===== EXERCISE TEXT =====

But he spent the immediate post-injury time explaining his suffering to me VERY LOUDLY.

And he spent the next day sitting in bed with his foot elevated – which was the right thing to do – and explaining more of his suffering to me.

It was like a Man Cold. Only it was a Man Sprain.


I have endured migraine headaches for days.

I have had menstrual cramps that made me throw up.

The people around me never knew.


You know why.

I stayed silent.

On Day 3 of a headache, if I mention it to Mr T, he will express shock. Why didn’t I tell him?

Because telling him doesn’t make the headache go away?

When I was in high school, my mom took me to the doctor for my cramps.

The only option the doctor gave me was birth control pills, which I thought (at the time) to be only for Bad Girls and I certainly was not one of those.

The doc did not attempt to convince my mom – who also had very painful periods – that this was a medical intervention and I spent the next few years just sucking it up.

It wasn’t until I was in college that another doctor offered ibuprofen to me. It was by prescription only back then and I was supposed to take 1600 mg at a time.

You were supposed to take it before your period started but of course I wanted to preserve the pills for when I actually did have cramps – I didn’t get them every month – so would wait until the cramps started to take them. They didn’t work so well as a catch up, so I still had bad cramps.

But I stayed silent.

I didn’t see a doctor about my headaches – which started when I was in junior high – until I was almost 40.

I thought everyone got headaches and having a headache was just part of life.

===== DATA EXCERPTS =====

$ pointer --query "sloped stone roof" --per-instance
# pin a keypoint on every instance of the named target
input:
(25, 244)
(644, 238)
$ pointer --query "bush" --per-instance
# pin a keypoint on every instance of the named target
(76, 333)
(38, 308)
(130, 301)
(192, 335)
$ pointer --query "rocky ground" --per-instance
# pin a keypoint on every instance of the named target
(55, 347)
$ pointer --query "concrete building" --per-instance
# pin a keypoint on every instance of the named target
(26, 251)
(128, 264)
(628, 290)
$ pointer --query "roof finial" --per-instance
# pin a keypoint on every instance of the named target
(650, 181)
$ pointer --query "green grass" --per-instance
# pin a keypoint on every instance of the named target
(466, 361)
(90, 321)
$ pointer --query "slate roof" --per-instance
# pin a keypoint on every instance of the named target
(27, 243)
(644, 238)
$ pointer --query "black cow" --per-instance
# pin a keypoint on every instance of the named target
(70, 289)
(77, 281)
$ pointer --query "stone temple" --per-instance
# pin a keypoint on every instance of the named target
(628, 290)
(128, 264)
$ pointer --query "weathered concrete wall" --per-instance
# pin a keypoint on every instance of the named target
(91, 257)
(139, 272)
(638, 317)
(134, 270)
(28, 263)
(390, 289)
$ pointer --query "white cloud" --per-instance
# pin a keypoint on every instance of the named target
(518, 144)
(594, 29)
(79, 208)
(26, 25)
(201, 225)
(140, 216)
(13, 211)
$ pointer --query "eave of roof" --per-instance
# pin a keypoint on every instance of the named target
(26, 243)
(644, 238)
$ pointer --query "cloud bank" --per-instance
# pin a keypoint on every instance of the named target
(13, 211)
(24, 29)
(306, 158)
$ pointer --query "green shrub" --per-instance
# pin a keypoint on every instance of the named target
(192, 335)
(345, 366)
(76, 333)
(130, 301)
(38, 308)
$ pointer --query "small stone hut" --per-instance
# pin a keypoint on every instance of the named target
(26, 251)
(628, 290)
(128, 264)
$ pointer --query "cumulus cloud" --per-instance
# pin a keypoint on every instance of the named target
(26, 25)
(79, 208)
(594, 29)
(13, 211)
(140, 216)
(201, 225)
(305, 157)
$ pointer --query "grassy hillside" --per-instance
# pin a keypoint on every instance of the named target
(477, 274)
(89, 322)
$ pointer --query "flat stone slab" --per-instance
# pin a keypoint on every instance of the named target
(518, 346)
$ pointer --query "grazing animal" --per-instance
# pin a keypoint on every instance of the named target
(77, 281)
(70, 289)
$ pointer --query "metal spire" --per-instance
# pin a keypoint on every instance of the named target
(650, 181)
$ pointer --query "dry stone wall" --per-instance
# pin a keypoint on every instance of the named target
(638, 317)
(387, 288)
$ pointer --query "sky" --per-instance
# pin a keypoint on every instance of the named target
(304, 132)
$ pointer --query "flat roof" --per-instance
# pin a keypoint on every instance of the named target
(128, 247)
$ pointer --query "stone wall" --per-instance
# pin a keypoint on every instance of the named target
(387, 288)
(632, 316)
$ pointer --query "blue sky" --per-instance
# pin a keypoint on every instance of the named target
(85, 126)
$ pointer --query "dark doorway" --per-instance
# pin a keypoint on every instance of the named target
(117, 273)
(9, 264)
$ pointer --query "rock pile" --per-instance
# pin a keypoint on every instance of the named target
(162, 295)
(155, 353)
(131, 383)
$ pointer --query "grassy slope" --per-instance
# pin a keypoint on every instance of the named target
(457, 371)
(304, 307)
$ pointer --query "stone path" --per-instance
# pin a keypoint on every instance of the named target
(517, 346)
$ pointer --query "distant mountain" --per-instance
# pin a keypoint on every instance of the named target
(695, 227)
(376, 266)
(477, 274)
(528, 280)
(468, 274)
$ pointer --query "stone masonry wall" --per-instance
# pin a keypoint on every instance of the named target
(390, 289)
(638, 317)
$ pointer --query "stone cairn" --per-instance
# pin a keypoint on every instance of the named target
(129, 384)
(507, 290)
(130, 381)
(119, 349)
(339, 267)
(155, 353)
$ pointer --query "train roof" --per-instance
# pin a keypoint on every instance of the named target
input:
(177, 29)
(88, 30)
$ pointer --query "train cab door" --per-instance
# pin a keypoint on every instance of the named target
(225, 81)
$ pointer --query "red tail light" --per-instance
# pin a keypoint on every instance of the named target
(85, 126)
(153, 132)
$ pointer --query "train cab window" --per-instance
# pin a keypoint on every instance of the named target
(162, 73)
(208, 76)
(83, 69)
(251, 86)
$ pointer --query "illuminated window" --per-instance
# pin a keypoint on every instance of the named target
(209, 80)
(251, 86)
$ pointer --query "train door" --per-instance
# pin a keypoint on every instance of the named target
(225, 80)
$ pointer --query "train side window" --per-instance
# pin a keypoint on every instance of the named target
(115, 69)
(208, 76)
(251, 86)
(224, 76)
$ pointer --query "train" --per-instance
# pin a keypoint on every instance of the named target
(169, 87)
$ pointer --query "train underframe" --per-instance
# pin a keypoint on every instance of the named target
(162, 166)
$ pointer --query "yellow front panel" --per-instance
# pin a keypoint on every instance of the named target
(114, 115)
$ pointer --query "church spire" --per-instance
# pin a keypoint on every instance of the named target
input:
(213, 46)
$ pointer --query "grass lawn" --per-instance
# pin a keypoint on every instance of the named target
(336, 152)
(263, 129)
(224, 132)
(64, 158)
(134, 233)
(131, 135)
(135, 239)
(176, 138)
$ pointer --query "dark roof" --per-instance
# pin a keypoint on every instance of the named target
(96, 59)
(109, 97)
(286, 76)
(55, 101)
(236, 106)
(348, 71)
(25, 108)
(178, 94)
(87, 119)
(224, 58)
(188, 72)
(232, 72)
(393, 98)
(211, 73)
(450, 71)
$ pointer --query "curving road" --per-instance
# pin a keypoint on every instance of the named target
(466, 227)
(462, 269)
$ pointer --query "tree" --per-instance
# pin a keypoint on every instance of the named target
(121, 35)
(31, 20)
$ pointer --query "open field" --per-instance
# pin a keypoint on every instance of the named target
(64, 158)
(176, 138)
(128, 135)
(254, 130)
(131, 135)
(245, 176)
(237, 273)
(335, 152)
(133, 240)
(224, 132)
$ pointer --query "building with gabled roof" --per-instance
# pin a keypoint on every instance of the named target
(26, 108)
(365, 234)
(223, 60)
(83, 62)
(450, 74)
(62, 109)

=====

WHAT NEEDS TO BE DONE: Repeat word for word everything in the passage about staying silent through pain, from "I have had menstrual" down to "for my cramps.".

ANSWER BOX:
I have had menstrual cramps that made me throw up.

The people around me never knew.


You know why.

I stayed silent.

On Day 3 of a headache, if I mention it to Mr T, he will express shock. Why didn’t I tell him?

Because telling him doesn’t make the headache go away?

When I was in high school, my mom took me to the doctor for my cramps.